[Point localization data]
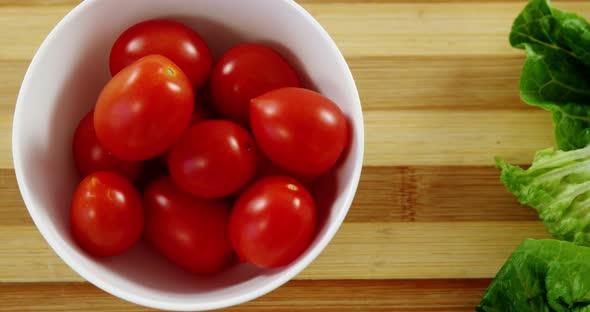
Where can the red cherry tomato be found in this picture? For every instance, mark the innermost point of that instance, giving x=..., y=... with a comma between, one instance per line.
x=245, y=72
x=202, y=112
x=106, y=215
x=90, y=156
x=213, y=159
x=272, y=222
x=190, y=231
x=171, y=39
x=144, y=109
x=203, y=108
x=299, y=130
x=266, y=168
x=152, y=169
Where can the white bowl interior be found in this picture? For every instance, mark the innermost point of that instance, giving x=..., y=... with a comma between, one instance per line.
x=62, y=84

▶ EXERCISE GOAL
Every line from the one containing "Where can the white" through the last line of the entries should be output exactly; nothing else belongs in the reply.

▶ ANSWER SECTION
Where can the white bowl interior be found in this picture? For every instance, mark the innermost point of that instance, giving x=..., y=... with a comma between, one instance per line.
x=62, y=84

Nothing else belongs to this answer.